▸ **Dataset items**
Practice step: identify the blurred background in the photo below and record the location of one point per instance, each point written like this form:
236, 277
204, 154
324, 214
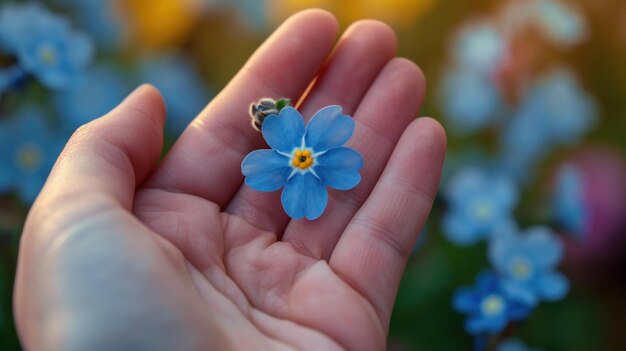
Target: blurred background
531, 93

--

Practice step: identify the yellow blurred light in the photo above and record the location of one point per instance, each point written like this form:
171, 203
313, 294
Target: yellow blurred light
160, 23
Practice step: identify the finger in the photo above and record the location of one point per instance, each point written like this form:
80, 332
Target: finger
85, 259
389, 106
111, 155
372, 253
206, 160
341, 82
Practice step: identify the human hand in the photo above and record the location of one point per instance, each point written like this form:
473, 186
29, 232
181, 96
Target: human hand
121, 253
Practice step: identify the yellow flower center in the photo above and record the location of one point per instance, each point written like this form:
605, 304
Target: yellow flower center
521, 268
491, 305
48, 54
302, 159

---

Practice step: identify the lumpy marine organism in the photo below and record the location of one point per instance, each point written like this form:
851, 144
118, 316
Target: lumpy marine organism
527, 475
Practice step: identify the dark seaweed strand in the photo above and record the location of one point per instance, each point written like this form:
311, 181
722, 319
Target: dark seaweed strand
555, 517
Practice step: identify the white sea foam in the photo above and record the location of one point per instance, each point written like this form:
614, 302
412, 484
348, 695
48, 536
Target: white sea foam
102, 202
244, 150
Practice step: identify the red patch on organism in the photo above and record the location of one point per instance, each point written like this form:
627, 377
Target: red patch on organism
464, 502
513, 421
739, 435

▸ **Instructions for the task**
Please list every line of the records above that contains the word "finger", treating uppercase and lowercase as different.

▸ **Exercise answer**
Practice step: identify the finger in the photo above and record the location of one point per instance, each point written like this form:
Target: finger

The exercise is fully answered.